## begin DATA EXCERPTS
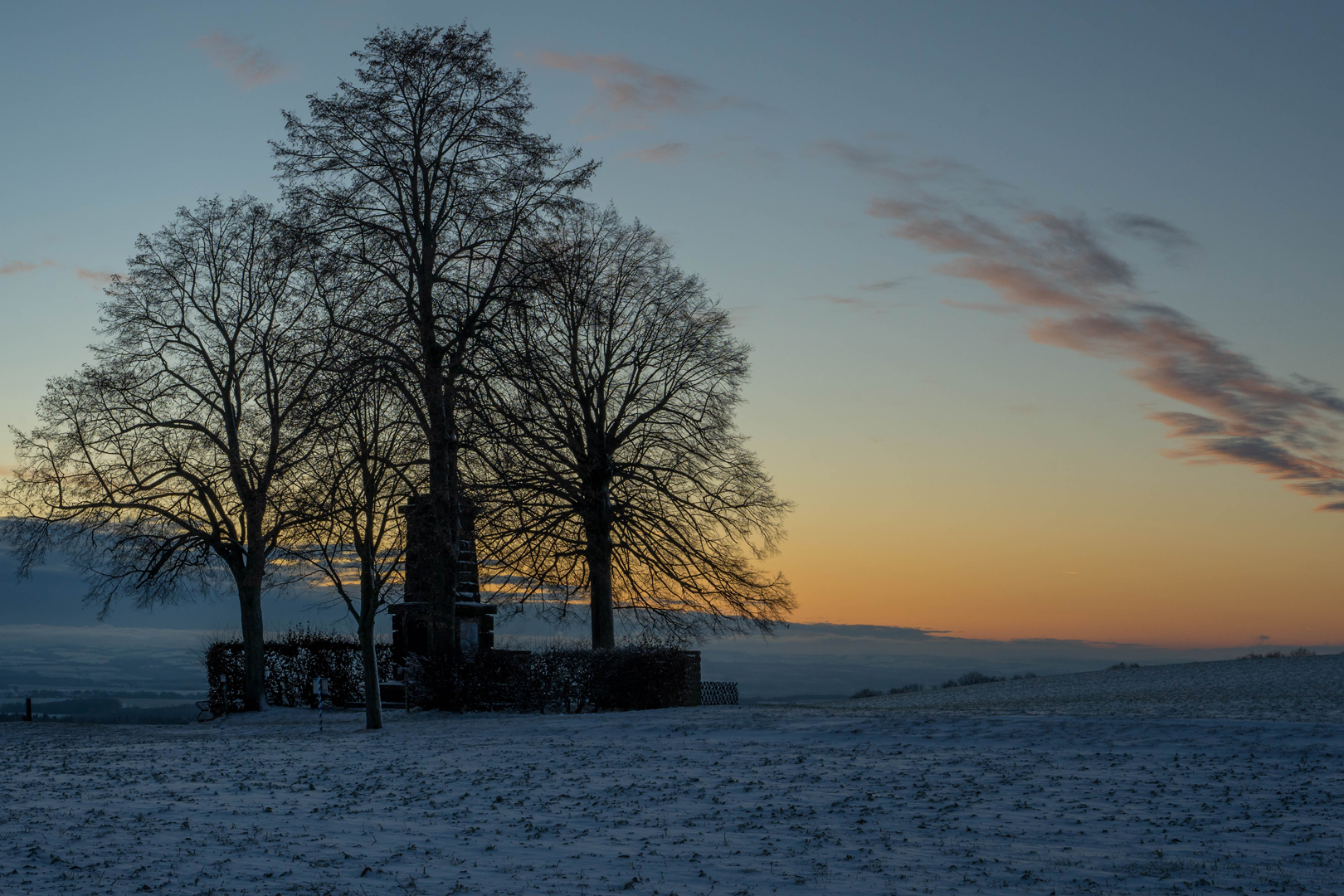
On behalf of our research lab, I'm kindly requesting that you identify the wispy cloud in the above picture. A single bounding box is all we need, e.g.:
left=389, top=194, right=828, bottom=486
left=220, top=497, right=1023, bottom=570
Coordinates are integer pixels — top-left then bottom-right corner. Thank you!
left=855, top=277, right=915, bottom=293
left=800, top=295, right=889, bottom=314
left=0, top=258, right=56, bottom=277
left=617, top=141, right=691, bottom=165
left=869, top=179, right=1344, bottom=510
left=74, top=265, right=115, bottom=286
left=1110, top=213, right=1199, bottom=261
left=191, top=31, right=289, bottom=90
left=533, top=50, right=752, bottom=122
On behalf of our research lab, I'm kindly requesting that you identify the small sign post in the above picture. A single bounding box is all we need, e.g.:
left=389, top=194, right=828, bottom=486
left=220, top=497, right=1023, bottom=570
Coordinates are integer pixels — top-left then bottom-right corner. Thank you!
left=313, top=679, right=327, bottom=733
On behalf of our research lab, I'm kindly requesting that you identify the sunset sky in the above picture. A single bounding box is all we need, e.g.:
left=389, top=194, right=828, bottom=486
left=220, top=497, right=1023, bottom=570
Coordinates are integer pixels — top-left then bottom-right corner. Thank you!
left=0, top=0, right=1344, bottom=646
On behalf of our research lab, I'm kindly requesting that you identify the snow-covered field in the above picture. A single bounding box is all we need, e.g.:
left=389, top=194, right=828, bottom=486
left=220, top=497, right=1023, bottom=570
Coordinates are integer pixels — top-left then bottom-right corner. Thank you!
## end DATA EXCERPTS
WHAT TO WORK ON:
Rewrite the data above with "research lab" swapped for "research team" wherever it occurs, leaving every other part unchanged. Omit the pictures from your reproduction.

TASK RESPONSE:
On behalf of our research team, I'm kindly requesting that you identify the wispy cloud in the above picture. A single bounding box is all we need, e.g.:
left=389, top=194, right=828, bottom=486
left=220, top=497, right=1023, bottom=570
Coordinates are integer pixels — top-left then bottom-right corner. Thank you!
left=855, top=277, right=915, bottom=293
left=800, top=295, right=889, bottom=314
left=0, top=258, right=56, bottom=277
left=617, top=141, right=691, bottom=165
left=869, top=179, right=1344, bottom=510
left=74, top=265, right=115, bottom=286
left=1110, top=213, right=1199, bottom=261
left=191, top=31, right=289, bottom=90
left=533, top=50, right=752, bottom=122
On behalf of our research team, I'm kindly requesting that you identify the small sign post in the above picture. A single bounding box is all we need, e.g.:
left=389, top=194, right=828, bottom=486
left=220, top=497, right=1023, bottom=570
Coordinates are integer pixels — top-left then bottom-right corner. Thank you!
left=313, top=679, right=327, bottom=733
On behalf of our research team, I'm kindly requesting that you identify the sunset sky in the above picture. A single bounding box is all we need, e.g.:
left=389, top=194, right=828, bottom=486
left=220, top=497, right=1023, bottom=570
Coordinates are integer pixels — top-left then bottom-right corner. Thank you!
left=0, top=0, right=1344, bottom=646
On behalf of our research team, I'm kindly requesting that you identify the snow-covered field in the above picture. A single bounding box is all we need, e.g.:
left=389, top=194, right=828, bottom=486
left=220, top=497, right=1023, bottom=570
Coordinates are integer pixels — top-left then bottom-right corner. Thank you!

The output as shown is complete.